El verde se debe aceptar como un todo, no en forma de injerto chic. Colocando el verde adecuado en los sitios pertinentes, la ciudad “florece”, porque verde llama a verde. Cuanto más hay, más queremos. Pero, antes que nada, tiene que existir.
Reducir el número de automóviles es clave para esta reconquista del espacio, porque de cuanto menos asfalto dispongan las ruedas más tierra se libera para plantar, y para pasear, jugar o abstraerse. Al extenderse la conciencia de que esto no es un simulacro, los huertos urbanos se reproducen y hay quien está descubriendo que las azoteas verdes amortiguan el sonido, además de crear una cubierta que aísla los edificios térmicamente en invierno, tornándolos más frescos en verano.
La estrategia de ocupar con hierba, árboles, plantas, cualquier espacio libre, por pequeño que sea, desde zanjas hasta parterres, está creando una malla de microclimas saludables que reducen el efecto isla de calor: en el interior de Barcelona, la temperatura puede aumentar hasta 8 ºC respecto a enclaves de las afueras. Y la presencia de plantas se eleva a la categoría de la más inaplazable necesidad al saber que la ciudad ha pasado de tener cinco noches al año por encima de los 25 ºC entre 2006 y 2017 a sudar 21 noches en 2020, haciendo que los expertos sustituyan el concepto “noche tropical” por el de “noche tórrida”.
La abundancia de árboles crea, además, corredores para animales, que pueden cruzar la ciudad y llegar a otros paisajes recuperando itinerarios que les habían sido vedados. Un ejemplo es la montaña de Collserola, donde la multiplicación de casas y urbanizaciones fue cerrando las salidas naturales de, por ejemplo, los tejones (que desde hace años no pueden realizar sus clásicas mudanzas a montes vecinos). Una forma de evitar estos bloqueos es incentivar el verde legislando para impedir que se edifiquen más inmuebles o incluso derribar algunos.
La presencia de animales es la prueba del algodón, la que determina hasta qué punto nos sentimos parte de una “familia” animal o pretendemos redundar en el “ombliguismo” de nuestra especie, como si pudiéramos prescindir del resto. El movimiento de otros seres, los olores y sonidos que producen, estimulan a su vez nuestros sentidos, permitiéndonos experimentar la humanidad de una forma más completa. Basta pensar en los niños. ¿Cómo queremos que desplieguen su “humanidad”? ¿En qué ciudades deseamos educarlos? Una de las mejores apuestas que podemos hacer por ellos es permitirles formar su instinto con un abanico de opciones verdes que se desplieguen a diario a su alrededor, perfilando callejeros que les concedan caminar solos atendiendo a mucho más que automóviles y semáforos.
********************
EXPLORAR EL MATERIAL >>
a - Enumera las actividades para las que, según el texto sobre el verde urbano, se libera tierra al disponer las ruedas de menos asfalto.
b - Repite del texto sobre el verde urbano el fragmento que comienza en "La abundancia de" y termina en "incluso derribar algunos.".
Las entradas son un material aparte, sin relación con el texto.

ENTRADAS DEL CONJUNTO >>
********************
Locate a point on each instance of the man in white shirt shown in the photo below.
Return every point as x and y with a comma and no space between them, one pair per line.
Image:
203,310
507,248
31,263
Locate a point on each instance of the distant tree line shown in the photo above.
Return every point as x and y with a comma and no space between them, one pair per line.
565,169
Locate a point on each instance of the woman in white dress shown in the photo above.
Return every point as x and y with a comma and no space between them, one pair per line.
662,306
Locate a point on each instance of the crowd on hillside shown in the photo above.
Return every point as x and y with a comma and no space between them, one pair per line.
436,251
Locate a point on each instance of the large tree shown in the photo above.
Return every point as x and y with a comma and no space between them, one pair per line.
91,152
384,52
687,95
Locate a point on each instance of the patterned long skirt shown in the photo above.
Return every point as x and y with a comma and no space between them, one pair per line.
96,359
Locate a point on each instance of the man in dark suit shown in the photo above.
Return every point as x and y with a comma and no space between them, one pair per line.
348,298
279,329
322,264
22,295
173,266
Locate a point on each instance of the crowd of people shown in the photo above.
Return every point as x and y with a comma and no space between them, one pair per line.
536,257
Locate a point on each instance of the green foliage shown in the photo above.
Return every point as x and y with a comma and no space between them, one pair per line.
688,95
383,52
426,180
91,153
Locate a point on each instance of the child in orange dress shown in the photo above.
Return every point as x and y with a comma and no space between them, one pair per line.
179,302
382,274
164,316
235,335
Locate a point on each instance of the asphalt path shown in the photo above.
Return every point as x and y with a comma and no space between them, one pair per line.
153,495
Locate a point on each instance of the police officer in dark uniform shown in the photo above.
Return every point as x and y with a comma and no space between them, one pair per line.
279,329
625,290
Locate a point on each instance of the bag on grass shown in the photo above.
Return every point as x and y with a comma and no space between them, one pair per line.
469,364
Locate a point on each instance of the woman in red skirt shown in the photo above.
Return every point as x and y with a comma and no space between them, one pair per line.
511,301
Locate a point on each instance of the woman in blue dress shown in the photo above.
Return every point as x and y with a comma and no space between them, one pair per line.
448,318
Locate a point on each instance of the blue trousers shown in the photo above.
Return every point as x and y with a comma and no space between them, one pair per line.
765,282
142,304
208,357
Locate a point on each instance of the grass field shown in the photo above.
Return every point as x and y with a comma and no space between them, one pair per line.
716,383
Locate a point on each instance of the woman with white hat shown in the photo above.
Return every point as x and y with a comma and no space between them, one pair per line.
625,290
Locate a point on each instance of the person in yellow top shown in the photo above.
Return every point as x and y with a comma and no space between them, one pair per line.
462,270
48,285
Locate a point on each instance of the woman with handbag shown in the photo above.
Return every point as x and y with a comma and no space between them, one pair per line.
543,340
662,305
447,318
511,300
********************
SOLUCIONES POR TAREA >>
a - Plantar, pasear, jugar y abstraerse.

b -
La abundancia de árboles crea, además, corredores para animales, que pueden cruzar la ciudad y llegar a otros paisajes recuperando itinerarios que les habían sido vedados. Un ejemplo es la montaña de Collserola, donde la multiplicación de casas y urbanizaciones fue cerrando las salidas naturales de, por ejemplo, los tejones (que desde hace años no pueden realizar sus clásicas mudanzas a montes vecinos). Una forma de evitar estos bloqueos es incentivar el verde legislando para impedir que se edifiquen más inmuebles o incluso derribar algunos.